++++ Extracted entries

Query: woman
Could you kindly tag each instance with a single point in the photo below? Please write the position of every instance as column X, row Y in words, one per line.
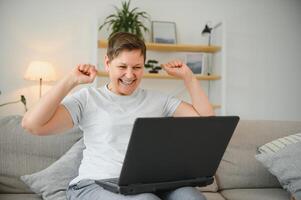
column 106, row 115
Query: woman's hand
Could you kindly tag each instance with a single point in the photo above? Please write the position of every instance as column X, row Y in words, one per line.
column 178, row 69
column 83, row 73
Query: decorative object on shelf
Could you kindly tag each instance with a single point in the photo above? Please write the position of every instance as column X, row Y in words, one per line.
column 126, row 20
column 195, row 62
column 40, row 70
column 23, row 100
column 164, row 32
column 153, row 65
column 208, row 29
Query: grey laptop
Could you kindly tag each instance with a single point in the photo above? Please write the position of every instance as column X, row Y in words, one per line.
column 172, row 152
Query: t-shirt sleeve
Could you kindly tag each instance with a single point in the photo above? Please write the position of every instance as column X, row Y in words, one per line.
column 171, row 105
column 75, row 104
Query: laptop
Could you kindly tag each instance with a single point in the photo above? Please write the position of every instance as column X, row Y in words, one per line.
column 166, row 153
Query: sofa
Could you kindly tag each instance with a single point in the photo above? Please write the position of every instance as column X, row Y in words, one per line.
column 239, row 176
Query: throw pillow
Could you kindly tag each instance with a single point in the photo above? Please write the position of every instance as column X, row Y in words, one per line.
column 52, row 182
column 282, row 158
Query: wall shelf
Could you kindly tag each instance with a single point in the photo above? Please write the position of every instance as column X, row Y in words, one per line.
column 172, row 47
column 165, row 76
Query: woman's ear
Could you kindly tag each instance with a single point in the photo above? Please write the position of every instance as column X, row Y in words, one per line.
column 107, row 62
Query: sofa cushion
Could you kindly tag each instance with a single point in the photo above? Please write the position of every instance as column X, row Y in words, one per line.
column 282, row 158
column 22, row 153
column 52, row 182
column 213, row 196
column 19, row 197
column 252, row 194
column 239, row 168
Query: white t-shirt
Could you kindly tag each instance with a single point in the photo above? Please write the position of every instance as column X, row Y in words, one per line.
column 106, row 120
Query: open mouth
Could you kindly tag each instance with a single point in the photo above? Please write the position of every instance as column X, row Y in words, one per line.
column 127, row 82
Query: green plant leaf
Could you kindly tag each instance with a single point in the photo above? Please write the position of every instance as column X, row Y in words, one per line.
column 126, row 20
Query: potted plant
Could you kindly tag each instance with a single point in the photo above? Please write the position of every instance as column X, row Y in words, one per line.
column 126, row 20
column 152, row 65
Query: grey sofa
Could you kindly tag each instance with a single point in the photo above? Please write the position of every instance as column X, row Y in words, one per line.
column 239, row 177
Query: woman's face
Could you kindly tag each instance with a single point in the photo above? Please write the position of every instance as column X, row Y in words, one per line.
column 125, row 71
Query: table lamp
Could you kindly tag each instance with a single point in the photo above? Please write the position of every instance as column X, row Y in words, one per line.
column 40, row 70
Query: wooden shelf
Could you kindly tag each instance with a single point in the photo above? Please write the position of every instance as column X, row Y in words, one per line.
column 166, row 76
column 172, row 47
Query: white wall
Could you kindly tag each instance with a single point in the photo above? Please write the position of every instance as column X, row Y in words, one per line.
column 262, row 51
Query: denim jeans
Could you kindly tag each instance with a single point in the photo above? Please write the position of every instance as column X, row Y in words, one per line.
column 89, row 190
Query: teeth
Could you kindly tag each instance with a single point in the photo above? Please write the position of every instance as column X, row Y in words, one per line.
column 126, row 82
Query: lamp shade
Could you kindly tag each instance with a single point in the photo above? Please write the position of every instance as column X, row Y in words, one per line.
column 40, row 70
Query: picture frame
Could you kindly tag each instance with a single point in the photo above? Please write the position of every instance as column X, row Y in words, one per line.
column 164, row 32
column 195, row 61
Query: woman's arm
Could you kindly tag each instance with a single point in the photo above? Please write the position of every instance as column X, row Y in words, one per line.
column 200, row 103
column 49, row 115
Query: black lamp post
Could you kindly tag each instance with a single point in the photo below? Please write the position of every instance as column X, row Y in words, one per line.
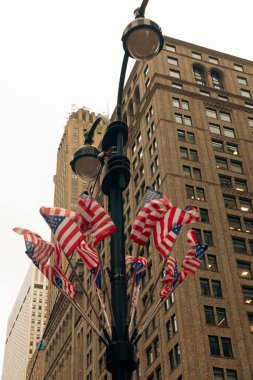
column 142, row 40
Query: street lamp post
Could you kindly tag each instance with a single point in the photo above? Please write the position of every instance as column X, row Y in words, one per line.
column 142, row 40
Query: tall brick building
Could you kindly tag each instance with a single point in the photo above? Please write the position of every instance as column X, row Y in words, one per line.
column 190, row 118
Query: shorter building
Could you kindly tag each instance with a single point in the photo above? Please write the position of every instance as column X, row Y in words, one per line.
column 25, row 325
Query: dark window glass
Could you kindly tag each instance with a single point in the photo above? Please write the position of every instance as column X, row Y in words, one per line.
column 218, row 373
column 231, row 374
column 216, row 285
column 229, row 201
column 197, row 174
column 214, row 345
column 234, row 222
column 227, row 347
column 204, row 215
column 226, row 182
column 171, row 360
column 208, row 238
column 248, row 224
column 244, row 269
column 247, row 294
column 221, row 317
column 205, row 288
column 212, row 263
column 209, row 315
column 241, row 184
column 239, row 245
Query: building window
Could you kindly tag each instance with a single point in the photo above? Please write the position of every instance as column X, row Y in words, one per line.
column 208, row 238
column 248, row 225
column 229, row 132
column 239, row 245
column 238, row 67
column 226, row 182
column 209, row 315
column 225, row 116
column 214, row 345
column 247, row 294
column 216, row 79
column 214, row 128
column 196, row 55
column 170, row 47
column 212, row 263
column 216, row 287
column 218, row 145
column 244, row 269
column 242, row 80
column 236, row 166
column 245, row 93
column 249, row 105
column 241, row 184
column 227, row 347
column 234, row 222
column 205, row 93
column 173, row 61
column 229, row 201
column 199, row 75
column 221, row 163
column 218, row 373
column 250, row 319
column 211, row 113
column 250, row 121
column 231, row 374
column 213, row 60
column 174, row 73
column 205, row 287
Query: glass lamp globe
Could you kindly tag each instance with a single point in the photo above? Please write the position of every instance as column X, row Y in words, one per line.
column 143, row 39
column 86, row 163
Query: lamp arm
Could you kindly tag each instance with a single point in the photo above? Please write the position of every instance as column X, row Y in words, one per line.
column 88, row 137
column 140, row 12
column 121, row 87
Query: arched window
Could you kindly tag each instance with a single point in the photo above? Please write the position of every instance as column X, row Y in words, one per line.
column 199, row 74
column 216, row 79
column 130, row 108
column 137, row 98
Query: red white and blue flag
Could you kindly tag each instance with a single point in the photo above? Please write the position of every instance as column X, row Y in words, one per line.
column 63, row 224
column 37, row 248
column 154, row 207
column 95, row 221
column 167, row 229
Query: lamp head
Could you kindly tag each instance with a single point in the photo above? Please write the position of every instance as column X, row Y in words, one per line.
column 142, row 39
column 86, row 163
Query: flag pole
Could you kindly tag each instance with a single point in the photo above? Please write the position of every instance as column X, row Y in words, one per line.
column 152, row 290
column 86, row 294
column 106, row 292
column 132, row 288
column 158, row 306
column 85, row 317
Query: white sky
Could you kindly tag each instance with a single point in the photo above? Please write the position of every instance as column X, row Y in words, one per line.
column 58, row 53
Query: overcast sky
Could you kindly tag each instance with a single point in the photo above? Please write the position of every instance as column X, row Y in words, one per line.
column 56, row 54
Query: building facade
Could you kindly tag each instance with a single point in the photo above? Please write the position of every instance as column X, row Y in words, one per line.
column 25, row 325
column 190, row 118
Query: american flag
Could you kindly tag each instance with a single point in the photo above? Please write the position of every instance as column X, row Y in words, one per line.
column 154, row 207
column 194, row 256
column 38, row 249
column 141, row 266
column 95, row 221
column 58, row 278
column 168, row 228
column 97, row 277
column 63, row 224
column 88, row 254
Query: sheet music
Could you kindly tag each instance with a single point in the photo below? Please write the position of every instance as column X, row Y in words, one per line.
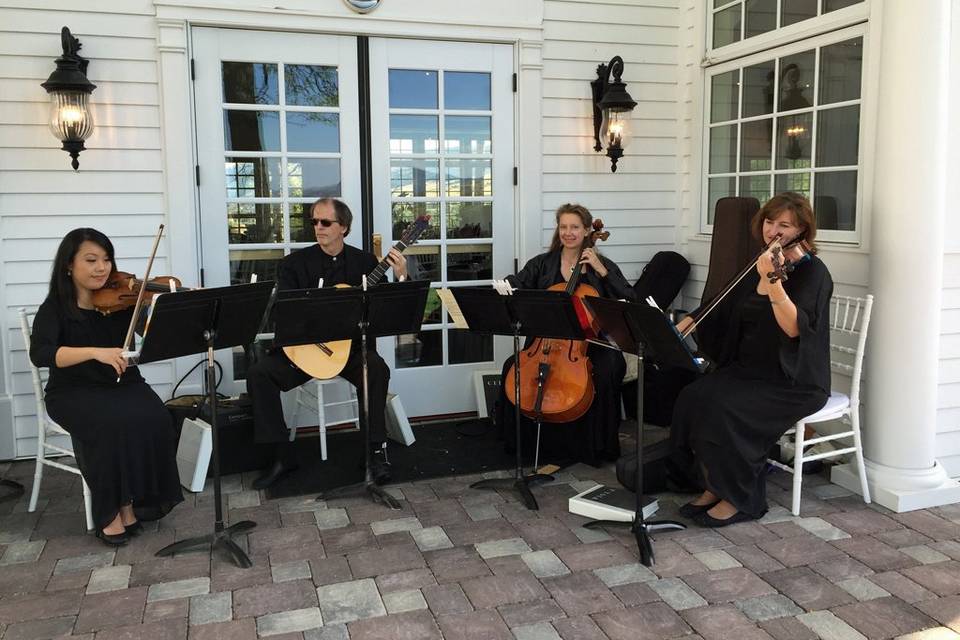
column 446, row 296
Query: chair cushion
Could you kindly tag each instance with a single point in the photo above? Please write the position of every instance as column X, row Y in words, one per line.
column 836, row 406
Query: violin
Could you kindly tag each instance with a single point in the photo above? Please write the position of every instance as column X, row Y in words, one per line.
column 122, row 290
column 556, row 376
column 787, row 257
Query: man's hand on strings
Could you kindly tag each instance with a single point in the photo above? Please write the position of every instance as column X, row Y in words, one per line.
column 398, row 262
column 590, row 257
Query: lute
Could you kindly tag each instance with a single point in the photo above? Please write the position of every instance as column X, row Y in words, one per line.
column 327, row 359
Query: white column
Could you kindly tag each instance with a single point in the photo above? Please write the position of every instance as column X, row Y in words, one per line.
column 907, row 220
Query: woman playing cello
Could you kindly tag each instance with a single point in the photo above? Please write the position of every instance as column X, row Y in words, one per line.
column 122, row 432
column 771, row 345
column 592, row 438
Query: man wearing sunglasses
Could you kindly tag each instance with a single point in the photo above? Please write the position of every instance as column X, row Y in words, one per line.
column 335, row 262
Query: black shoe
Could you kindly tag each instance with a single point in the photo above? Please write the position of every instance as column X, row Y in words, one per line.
column 134, row 529
column 379, row 467
column 272, row 473
column 113, row 539
column 690, row 510
column 706, row 520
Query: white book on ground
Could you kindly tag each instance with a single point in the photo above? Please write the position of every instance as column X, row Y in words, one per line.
column 610, row 503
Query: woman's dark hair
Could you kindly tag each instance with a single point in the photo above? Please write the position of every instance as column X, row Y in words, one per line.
column 62, row 288
column 576, row 209
column 796, row 204
column 340, row 210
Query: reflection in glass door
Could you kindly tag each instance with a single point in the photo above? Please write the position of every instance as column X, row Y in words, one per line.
column 276, row 130
column 443, row 147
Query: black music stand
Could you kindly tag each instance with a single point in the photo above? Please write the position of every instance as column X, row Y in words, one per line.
column 529, row 312
column 189, row 322
column 640, row 328
column 387, row 309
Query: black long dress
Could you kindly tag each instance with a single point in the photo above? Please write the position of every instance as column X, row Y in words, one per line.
column 123, row 434
column 593, row 438
column 725, row 423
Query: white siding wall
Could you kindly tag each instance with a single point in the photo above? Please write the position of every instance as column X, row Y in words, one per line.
column 638, row 202
column 119, row 188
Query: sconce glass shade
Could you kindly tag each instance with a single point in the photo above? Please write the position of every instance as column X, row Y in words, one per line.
column 70, row 120
column 615, row 128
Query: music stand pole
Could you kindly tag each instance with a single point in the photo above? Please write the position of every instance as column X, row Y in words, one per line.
column 222, row 537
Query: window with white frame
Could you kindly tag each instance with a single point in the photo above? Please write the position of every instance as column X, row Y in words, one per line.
column 733, row 21
column 789, row 119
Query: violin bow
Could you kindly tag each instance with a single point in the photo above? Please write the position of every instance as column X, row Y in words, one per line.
column 143, row 288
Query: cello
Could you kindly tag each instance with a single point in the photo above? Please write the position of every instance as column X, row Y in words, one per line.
column 556, row 376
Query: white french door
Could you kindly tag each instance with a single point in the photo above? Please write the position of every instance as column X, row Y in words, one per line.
column 277, row 121
column 442, row 137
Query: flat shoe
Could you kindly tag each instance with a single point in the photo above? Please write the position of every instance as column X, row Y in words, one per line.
column 706, row 520
column 113, row 539
column 690, row 510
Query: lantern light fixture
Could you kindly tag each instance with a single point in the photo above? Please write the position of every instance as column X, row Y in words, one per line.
column 70, row 119
column 611, row 110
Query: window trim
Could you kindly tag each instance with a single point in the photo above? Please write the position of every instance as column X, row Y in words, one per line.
column 865, row 164
column 781, row 36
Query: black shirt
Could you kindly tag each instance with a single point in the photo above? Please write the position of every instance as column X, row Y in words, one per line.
column 53, row 328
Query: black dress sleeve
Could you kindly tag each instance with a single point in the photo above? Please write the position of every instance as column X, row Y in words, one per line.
column 45, row 335
column 806, row 358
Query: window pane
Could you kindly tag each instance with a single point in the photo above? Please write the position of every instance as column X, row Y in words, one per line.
column 314, row 177
column 794, row 134
column 723, row 148
column 838, row 136
column 253, row 177
column 250, row 83
column 796, row 81
column 726, row 26
column 313, row 132
column 251, row 130
column 466, row 134
column 422, row 349
column 724, row 95
column 757, row 145
column 833, row 5
column 470, row 220
column 468, row 346
column 462, row 90
column 423, row 261
column 840, row 71
column 250, row 222
column 414, row 178
column 797, row 10
column 718, row 188
column 404, row 213
column 300, row 228
column 469, row 178
column 761, row 17
column 311, row 86
column 796, row 182
column 758, row 89
column 836, row 200
column 414, row 134
column 470, row 262
column 263, row 262
column 755, row 187
column 413, row 89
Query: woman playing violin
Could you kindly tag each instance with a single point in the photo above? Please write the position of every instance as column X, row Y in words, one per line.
column 592, row 438
column 771, row 344
column 123, row 434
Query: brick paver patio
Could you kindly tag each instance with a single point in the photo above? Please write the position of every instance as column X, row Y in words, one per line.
column 458, row 563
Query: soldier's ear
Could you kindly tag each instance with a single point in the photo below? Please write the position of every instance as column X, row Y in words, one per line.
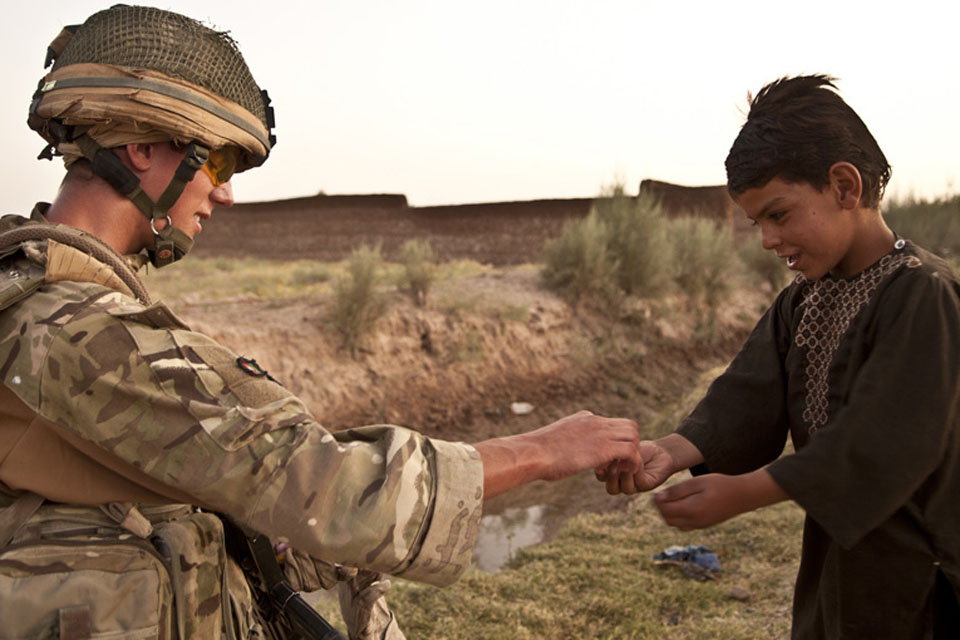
column 138, row 156
column 846, row 184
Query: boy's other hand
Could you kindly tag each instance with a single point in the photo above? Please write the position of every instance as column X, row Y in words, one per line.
column 713, row 498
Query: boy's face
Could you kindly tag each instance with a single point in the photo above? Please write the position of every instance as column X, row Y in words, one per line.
column 805, row 226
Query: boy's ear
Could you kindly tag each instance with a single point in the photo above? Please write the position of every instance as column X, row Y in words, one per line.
column 846, row 184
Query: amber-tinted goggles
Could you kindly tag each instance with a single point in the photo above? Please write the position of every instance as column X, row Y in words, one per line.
column 221, row 165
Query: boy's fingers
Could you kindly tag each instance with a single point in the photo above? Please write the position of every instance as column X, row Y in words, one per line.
column 676, row 492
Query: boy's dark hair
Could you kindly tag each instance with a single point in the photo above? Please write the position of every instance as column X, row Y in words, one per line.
column 796, row 130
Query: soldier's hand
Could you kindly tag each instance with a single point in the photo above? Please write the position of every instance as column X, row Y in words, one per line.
column 657, row 465
column 587, row 441
column 560, row 449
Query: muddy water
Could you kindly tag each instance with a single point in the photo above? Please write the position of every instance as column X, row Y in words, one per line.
column 532, row 514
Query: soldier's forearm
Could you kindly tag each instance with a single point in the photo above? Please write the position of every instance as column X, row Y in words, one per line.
column 507, row 463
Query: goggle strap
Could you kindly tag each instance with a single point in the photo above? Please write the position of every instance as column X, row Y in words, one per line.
column 170, row 244
column 195, row 158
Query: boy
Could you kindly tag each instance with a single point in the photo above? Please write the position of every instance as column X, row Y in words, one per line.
column 858, row 360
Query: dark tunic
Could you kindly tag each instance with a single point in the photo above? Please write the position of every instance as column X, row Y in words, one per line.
column 864, row 373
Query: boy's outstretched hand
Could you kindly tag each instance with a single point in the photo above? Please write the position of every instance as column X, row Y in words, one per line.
column 713, row 498
column 661, row 459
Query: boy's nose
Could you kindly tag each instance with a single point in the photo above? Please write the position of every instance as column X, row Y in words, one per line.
column 770, row 239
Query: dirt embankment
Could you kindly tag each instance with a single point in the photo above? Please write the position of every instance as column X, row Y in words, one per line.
column 328, row 228
column 453, row 368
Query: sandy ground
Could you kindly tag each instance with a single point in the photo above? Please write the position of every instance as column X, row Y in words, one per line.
column 454, row 368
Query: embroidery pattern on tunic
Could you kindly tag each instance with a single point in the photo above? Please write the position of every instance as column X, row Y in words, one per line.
column 829, row 305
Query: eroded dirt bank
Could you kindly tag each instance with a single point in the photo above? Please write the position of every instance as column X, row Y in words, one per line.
column 453, row 368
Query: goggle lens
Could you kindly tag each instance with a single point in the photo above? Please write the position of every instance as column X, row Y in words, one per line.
column 221, row 165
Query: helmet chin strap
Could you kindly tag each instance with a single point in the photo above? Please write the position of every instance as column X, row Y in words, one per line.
column 170, row 243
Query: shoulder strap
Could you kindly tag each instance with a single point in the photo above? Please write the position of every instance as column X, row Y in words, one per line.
column 16, row 515
column 82, row 241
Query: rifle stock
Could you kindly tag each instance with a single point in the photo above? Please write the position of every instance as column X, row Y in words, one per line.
column 284, row 608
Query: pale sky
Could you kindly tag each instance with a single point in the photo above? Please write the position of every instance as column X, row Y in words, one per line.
column 452, row 102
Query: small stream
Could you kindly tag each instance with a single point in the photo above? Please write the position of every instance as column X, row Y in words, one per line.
column 532, row 514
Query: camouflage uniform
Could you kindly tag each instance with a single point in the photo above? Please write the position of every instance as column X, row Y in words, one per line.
column 105, row 400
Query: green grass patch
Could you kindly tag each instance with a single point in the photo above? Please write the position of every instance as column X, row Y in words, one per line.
column 597, row 579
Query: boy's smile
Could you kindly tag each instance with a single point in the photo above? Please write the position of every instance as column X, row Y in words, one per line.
column 813, row 230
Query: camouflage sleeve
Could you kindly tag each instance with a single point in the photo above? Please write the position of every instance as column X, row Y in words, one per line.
column 189, row 413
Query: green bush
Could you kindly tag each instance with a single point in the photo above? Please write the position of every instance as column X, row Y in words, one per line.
column 579, row 263
column 638, row 241
column 932, row 224
column 764, row 264
column 357, row 304
column 703, row 257
column 419, row 262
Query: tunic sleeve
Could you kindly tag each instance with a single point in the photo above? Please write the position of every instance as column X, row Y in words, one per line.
column 741, row 423
column 897, row 414
column 182, row 409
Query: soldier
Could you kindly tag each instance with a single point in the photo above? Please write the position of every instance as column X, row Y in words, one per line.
column 124, row 436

++++++++

Task goal: Set down again, unchanged, the part of the items that opens with the line containing "Query: violin bow" and closes with the line containing "column 781, row 36", both of those lines included.

In response:
Query: violin bow
Could you kindly tag each instance with a single point in the photo above? Please write the position of every instance as column X, row Y in words, one per line.
column 143, row 288
Query: cello
Could you kindly tag each instance with a single point in the photo above? Please write the position of every instance as column X, row Y in words, one per line.
column 556, row 376
Query: white french door
Could you kindly tag each instance with a single point in the photo above? Please write the position of every instance as column X, row Y in words, one per line.
column 277, row 121
column 442, row 137
Query: flat shoe
Could you kindly tag each instance with a single point in the photo above? Please write the position of every instance as column X, row Y in words, one per line.
column 706, row 520
column 113, row 539
column 690, row 510
Query: lantern light fixture
Could you kindly tag each instance with a single point in the photo above? Please write the position of every instance as column X, row Y in words, one per line.
column 70, row 119
column 611, row 110
Query: window trim
Could you kindly tag each instance with a single point in the photo above? Please write the position of every instance as column X, row Y in words, one per line.
column 865, row 164
column 781, row 36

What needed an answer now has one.